Collected data
....................

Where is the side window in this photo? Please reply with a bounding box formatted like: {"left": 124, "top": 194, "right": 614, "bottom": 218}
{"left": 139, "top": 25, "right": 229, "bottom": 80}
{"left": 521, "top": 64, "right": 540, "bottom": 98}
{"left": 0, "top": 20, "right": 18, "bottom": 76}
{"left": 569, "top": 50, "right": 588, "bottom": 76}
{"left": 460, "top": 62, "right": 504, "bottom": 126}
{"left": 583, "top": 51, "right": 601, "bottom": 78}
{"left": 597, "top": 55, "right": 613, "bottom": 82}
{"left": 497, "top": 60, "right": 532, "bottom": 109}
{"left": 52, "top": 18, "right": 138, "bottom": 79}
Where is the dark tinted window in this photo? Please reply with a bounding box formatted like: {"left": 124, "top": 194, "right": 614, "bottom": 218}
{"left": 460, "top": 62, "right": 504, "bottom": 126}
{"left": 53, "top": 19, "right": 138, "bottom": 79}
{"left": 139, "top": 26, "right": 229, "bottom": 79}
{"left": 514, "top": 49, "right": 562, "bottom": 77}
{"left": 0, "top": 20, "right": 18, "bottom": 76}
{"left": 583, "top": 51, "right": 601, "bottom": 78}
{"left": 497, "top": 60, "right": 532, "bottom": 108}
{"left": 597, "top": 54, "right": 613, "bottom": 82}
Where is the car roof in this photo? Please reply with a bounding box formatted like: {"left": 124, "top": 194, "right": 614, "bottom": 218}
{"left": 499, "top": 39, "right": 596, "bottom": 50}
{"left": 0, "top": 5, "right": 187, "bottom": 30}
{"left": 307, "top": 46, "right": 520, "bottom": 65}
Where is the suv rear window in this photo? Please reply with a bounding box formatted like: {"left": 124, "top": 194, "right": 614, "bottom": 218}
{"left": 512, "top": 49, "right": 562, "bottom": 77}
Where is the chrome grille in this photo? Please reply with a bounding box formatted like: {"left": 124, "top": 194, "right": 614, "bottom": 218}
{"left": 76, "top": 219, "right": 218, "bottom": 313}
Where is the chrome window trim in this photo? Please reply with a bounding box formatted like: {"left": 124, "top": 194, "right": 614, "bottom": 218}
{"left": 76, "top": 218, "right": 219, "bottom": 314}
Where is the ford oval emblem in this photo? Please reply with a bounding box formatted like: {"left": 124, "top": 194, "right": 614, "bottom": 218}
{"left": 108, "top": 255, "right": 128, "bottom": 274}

....................

* _ACTIVITY_
Could you retype all of the records above exactly as they appear?

* _SOLUTION BELOW_
Where is the side window in this photo? Please reply with a bounding box formatted like: {"left": 124, "top": 194, "right": 614, "bottom": 218}
{"left": 139, "top": 25, "right": 229, "bottom": 80}
{"left": 521, "top": 64, "right": 540, "bottom": 98}
{"left": 0, "top": 20, "right": 18, "bottom": 76}
{"left": 569, "top": 50, "right": 588, "bottom": 76}
{"left": 460, "top": 62, "right": 504, "bottom": 126}
{"left": 583, "top": 51, "right": 601, "bottom": 78}
{"left": 597, "top": 55, "right": 613, "bottom": 82}
{"left": 497, "top": 60, "right": 532, "bottom": 109}
{"left": 52, "top": 18, "right": 138, "bottom": 79}
Where is the dark tinted window in this photo? Please reply with a bounding box formatted like: {"left": 124, "top": 194, "right": 614, "bottom": 218}
{"left": 460, "top": 62, "right": 504, "bottom": 126}
{"left": 53, "top": 19, "right": 138, "bottom": 79}
{"left": 139, "top": 26, "right": 229, "bottom": 79}
{"left": 514, "top": 49, "right": 562, "bottom": 77}
{"left": 0, "top": 20, "right": 18, "bottom": 76}
{"left": 583, "top": 51, "right": 601, "bottom": 78}
{"left": 497, "top": 60, "right": 532, "bottom": 108}
{"left": 597, "top": 54, "right": 613, "bottom": 82}
Where is the car roof in this photo? Please reply with a bounding box formatted like: {"left": 124, "top": 194, "right": 614, "bottom": 218}
{"left": 499, "top": 39, "right": 596, "bottom": 50}
{"left": 0, "top": 5, "right": 187, "bottom": 30}
{"left": 307, "top": 46, "right": 520, "bottom": 65}
Where is the suv rear window in this photo? Please reply with a bounding box formatted like: {"left": 124, "top": 194, "right": 614, "bottom": 218}
{"left": 512, "top": 49, "right": 562, "bottom": 77}
Where is the chrome grille in this photo? Please reply with a bounding box formatted like: {"left": 124, "top": 194, "right": 614, "bottom": 218}
{"left": 76, "top": 219, "right": 218, "bottom": 313}
Where is the chrome window trim in this photo? Please reply with a bounding box formatted like: {"left": 124, "top": 194, "right": 614, "bottom": 218}
{"left": 76, "top": 218, "right": 219, "bottom": 314}
Where is the ford oval emblem in this photo? Please reply with a bounding box formatted like: {"left": 124, "top": 194, "right": 614, "bottom": 218}
{"left": 108, "top": 255, "right": 128, "bottom": 274}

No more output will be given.